O QUE SE PEDE –
1) Diga se cada afirmação concorda com o trecho do sermão sobre o estilo de pregar. Responda sim ou não e cite as palavras do trecho que decidem. (a) O mais antigo pregador do mundo foi o céu. (b) Um estilo muito claro não pode ser também alto. (c) O rústico e o mareante sabem ler e escrever.
2) Segundo o trecho do sermão sobre o estilo de pregar, o que são as palavras do céu e o que são os seus sermões?
3) Dê continuidade ao trecho do sermão sobre o estilo de pregar, começando logo após a última frase apresentada.

PADRE
ANTÔNIO VIEIRA (1608-1697)
SERMÃO DA SEXAGÉSIMA
Já
que falo contra os estilos modernos, quero alegar por mim o estilo do mais
antigo pregador que houve no Mundo. E qual foi ele? -- O mais antigo pregador
que houve no Mundo foi o céu. Coeli enarrant gloriam Dei et opera manuum ejus
annuntiat Firmamentum -- diz David. Suposto que o céu é pregador, deve de ter
sermões e deve de ter palavras. Sim, tem, diz o mesmo David; tem palavras e tem
sermões; e mais, muito bem ouvidos. Non sunt loquellae, nec sermones,
quorum non audiantur voces eorum. E quais são estes sermões e estas palavras do céu? -- As
palavras são as estrelas, os sermões são a composição, a ordem, a harmonia e o
curso delas. Vede como diz o estilo de pregar do céu, com o estilo que Cristo
ensinou na terra. Um e outro é semear; a terra semeada de trigo, o céu semeado
de estrelas. O pregar há-de ser como quem semeia, e não como quem ladrilha ou
azuleja. Ordenado, mas como as estrelas: Stellae manentes in ordine suo. Todas
as estrelas estão por sua ordem; mas é ordem que faz influência, não é ordem
que faça lavor. Não fez Deus o céu em xadrez de estrelas, como os pregadores
fazem o sermão em xadrez de palavras. Se de uma parte há-de estar branco, da
outra há-de estar negro; se de uma parte dizem luz, da outra hão-de dizer
sombra; se de uma parte dizem desceu, da outra hão-de dizer subiu. Basta que
não havemos de ver num sermão duas palavras em paz? Todas hão-de estar sempre
em fronteira com o seu contrário? Aprendamos do céu o estilo da disposição, e
também o das palavras. As estrelas são muito distintas e muito claras. Assim
há-de ser o estilo da pregação; muito distinto e muito claro. E nem por isso
temais que pareça o estilo baixo; as estrelas são muito distintas e muito
claras, e altíssimas. O estilo pode ser muito claro e muito alto; tão claro que
o entendam os que não sabem e tão alto que tenham muito que entender os que
sabem. O rústico acha documentos nas estrelas para sua lavoura e o mareante
para sua navegação e o matemático para as suas observações e para os seus
juízos. De maneira que o rústico e o mareante, que não sabem ler nem escrever
entendem as estrelas; e o matemático, que tem lido quantos escreveram, não
alcança a entender quanto nelas há. Tal pode ser o sermão: -- estrelas que todos
vêem, e muito poucos as medem.

REGISTROS BRUTOS –
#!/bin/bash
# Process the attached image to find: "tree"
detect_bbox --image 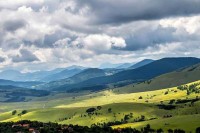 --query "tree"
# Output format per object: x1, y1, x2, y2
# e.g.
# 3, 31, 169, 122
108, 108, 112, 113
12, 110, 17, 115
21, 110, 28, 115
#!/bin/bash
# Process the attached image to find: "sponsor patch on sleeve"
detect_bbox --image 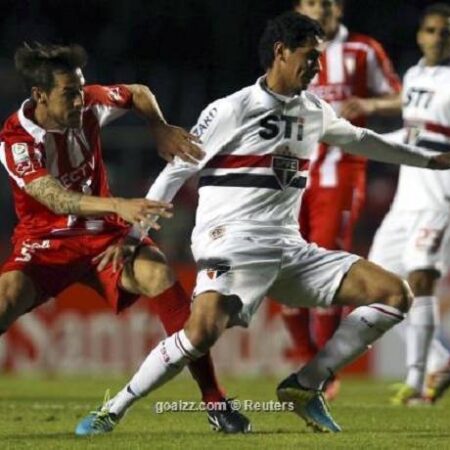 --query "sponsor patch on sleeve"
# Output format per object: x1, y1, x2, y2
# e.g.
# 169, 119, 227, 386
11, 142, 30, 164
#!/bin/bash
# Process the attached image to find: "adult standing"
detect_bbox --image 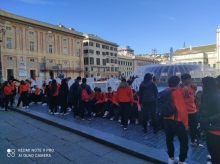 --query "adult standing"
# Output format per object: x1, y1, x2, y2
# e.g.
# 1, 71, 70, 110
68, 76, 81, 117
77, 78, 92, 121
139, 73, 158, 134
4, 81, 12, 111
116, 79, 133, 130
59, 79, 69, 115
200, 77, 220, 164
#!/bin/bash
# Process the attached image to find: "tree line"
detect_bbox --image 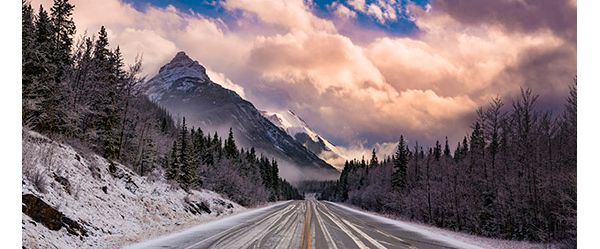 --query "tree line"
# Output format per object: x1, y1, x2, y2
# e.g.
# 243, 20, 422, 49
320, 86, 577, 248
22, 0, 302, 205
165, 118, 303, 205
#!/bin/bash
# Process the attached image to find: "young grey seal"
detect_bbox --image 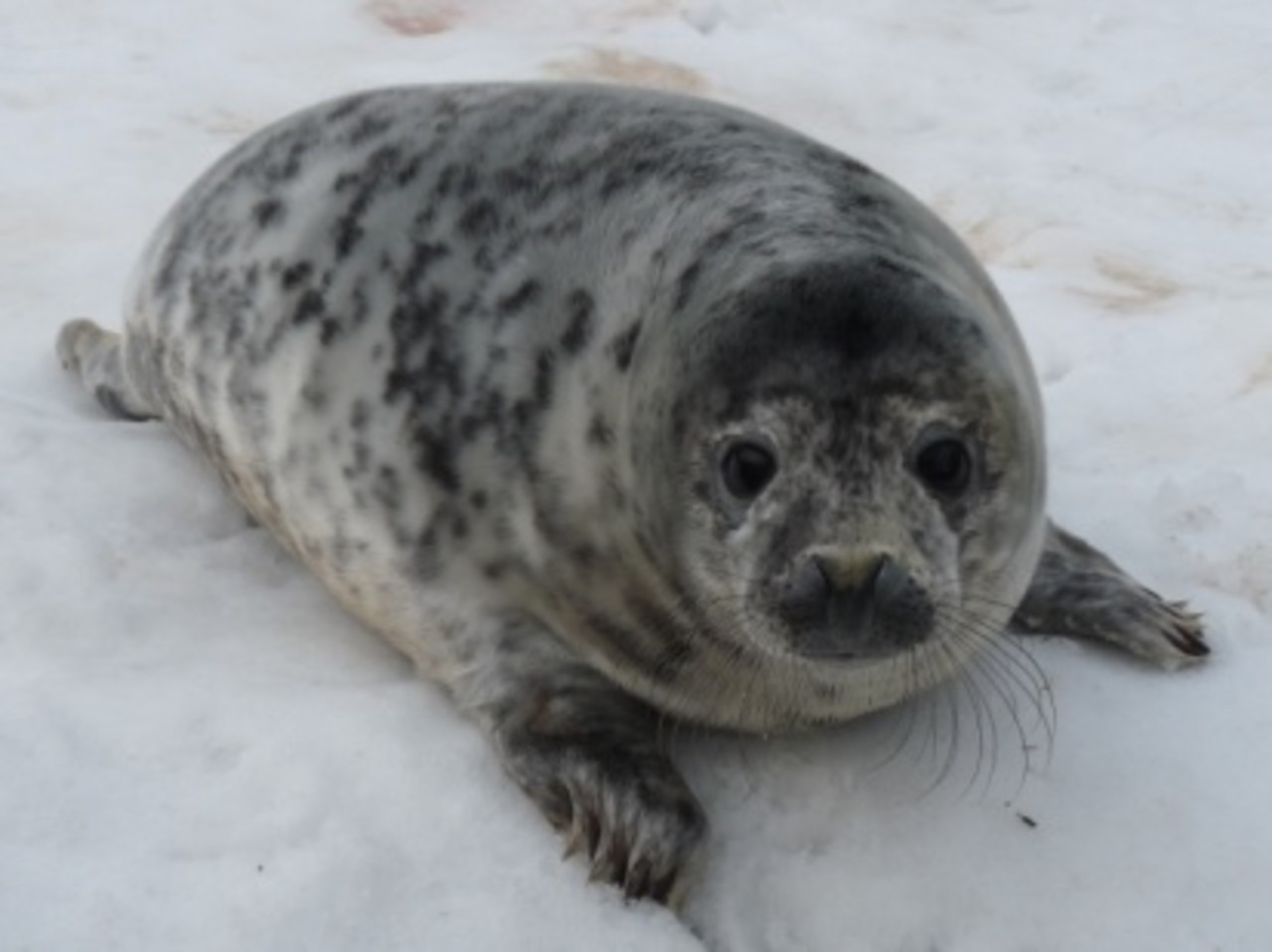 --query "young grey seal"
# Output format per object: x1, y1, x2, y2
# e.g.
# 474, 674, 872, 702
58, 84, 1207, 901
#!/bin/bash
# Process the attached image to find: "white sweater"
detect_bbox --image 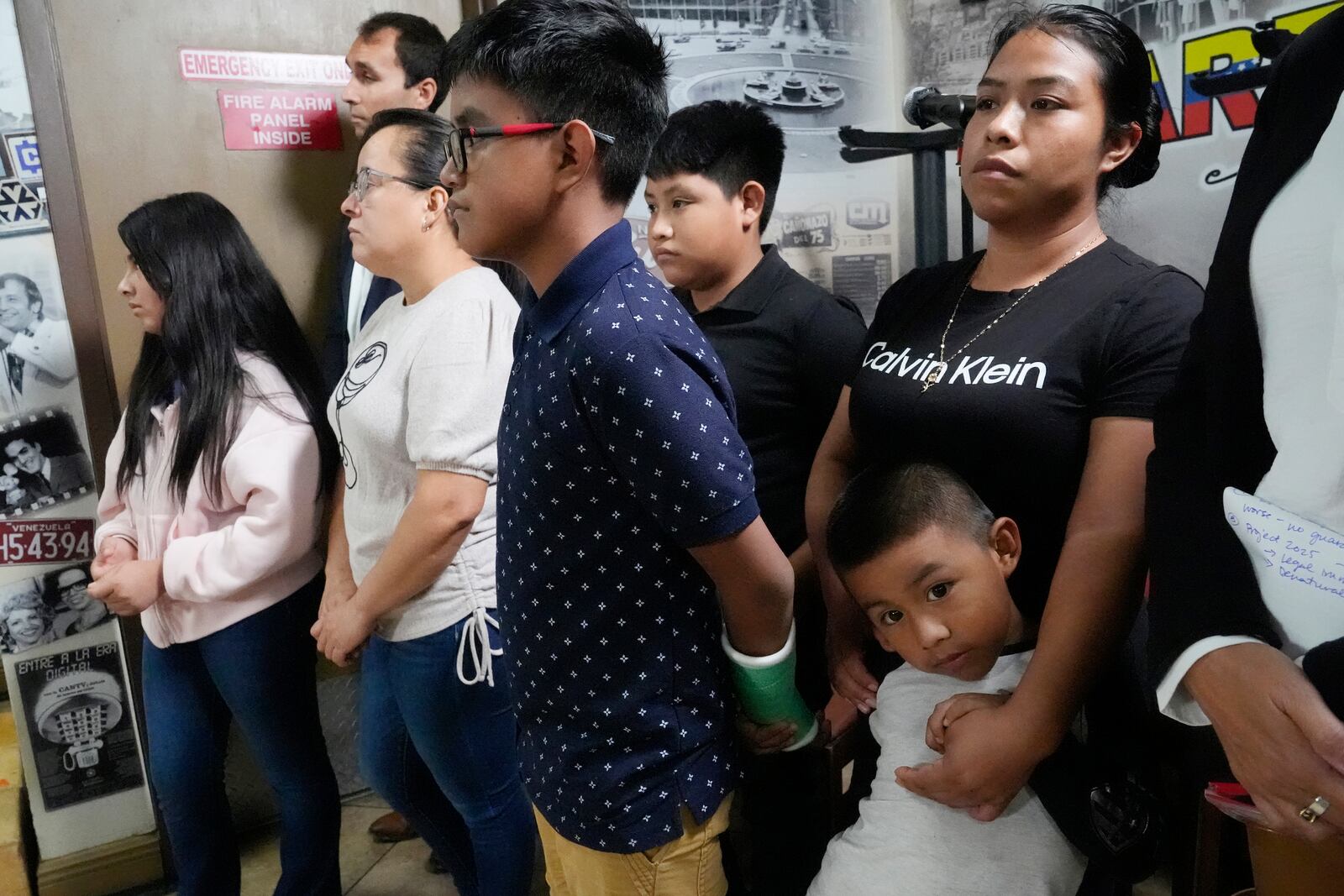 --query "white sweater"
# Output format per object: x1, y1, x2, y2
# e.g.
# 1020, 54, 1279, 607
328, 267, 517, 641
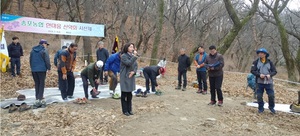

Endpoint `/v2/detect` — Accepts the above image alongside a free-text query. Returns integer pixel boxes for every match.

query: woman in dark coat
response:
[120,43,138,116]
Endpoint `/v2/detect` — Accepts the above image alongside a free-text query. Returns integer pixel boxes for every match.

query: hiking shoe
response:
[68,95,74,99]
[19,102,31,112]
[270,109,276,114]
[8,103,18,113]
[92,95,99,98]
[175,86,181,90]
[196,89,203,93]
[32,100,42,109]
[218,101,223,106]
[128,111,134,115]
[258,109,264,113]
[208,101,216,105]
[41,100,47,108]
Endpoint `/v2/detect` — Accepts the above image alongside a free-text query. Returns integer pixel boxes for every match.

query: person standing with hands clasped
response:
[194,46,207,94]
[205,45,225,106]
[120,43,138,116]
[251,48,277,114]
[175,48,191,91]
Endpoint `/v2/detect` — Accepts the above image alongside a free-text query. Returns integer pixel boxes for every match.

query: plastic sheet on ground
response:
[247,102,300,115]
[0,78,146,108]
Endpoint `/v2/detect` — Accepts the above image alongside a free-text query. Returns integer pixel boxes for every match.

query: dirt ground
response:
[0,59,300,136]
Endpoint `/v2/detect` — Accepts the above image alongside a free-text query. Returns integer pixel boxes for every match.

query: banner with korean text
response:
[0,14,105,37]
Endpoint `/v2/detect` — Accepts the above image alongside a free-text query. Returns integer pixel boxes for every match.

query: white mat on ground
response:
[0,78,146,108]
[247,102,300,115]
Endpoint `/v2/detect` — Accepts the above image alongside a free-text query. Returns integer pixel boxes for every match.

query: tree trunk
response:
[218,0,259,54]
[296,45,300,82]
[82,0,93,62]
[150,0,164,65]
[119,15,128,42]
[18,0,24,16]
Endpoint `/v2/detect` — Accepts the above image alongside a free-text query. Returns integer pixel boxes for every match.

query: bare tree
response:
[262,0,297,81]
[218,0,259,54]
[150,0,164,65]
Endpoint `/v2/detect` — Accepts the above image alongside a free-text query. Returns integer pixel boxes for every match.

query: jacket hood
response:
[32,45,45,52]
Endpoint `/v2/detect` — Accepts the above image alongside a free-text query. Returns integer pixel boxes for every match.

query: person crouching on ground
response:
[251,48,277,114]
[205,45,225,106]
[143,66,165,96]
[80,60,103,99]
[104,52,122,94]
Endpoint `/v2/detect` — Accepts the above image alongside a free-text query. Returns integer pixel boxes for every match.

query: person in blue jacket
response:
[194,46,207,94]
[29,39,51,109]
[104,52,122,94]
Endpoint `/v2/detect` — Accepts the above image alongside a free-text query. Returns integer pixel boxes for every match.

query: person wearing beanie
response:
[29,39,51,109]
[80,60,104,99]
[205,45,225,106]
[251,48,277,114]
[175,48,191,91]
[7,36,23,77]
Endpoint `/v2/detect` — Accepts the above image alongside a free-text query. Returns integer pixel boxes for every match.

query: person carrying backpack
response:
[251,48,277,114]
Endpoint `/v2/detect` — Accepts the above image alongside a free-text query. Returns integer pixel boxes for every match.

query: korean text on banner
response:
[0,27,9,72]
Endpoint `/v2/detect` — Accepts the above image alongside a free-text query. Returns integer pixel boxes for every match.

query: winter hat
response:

RESPOSTAS POR TAREFA –
1)
(a) Sim: "O mais antigo pregador que houve no Mundo foi o céu."
(b) Não: "O estilo pode ser muito claro e muito alto"
(c) Não: "que não sabem ler nem escrever"

2) As palavras são as estrelas, e os sermões são a composição, a ordem, a harmonia e o curso delas.

3)
Sim,
Padre; porém esse estilo de pregar não é pregar culto. Mas fosse! Este
desventurado estilo que hoje se usa, os que o querem honrar chamam-lhe culto,
os que o condenam chamam-lhe escuro, mas ainda lhe fazem muita honra. O estilo
culto não é escuro, é negro, e negro boçal e muito cerrado. E possível que
somos portugueses e havemos de ouvir um pregador em português e não havemos de
entender o que diz?!
Enfim,
que havemos de pregar hoje aos peixes? Nunca pior auditório. Ao menos têm os
peixes duas boas qualidades de ouvintes: ouvem e não falam. Uma só cousa pudera
desconsolar ao pregador, que é serem gente os peixes que se não há-de
converter. Mas esta dor é tão ordinária, que já pelo costume quase se não
sente. Por esta causa mão falarei hoje em Céu nem Inferno; e assim será menos
triste este sermão, do que os meus parecem aos homens, pelos encaminhar sempre
à lembrança destes dois fins.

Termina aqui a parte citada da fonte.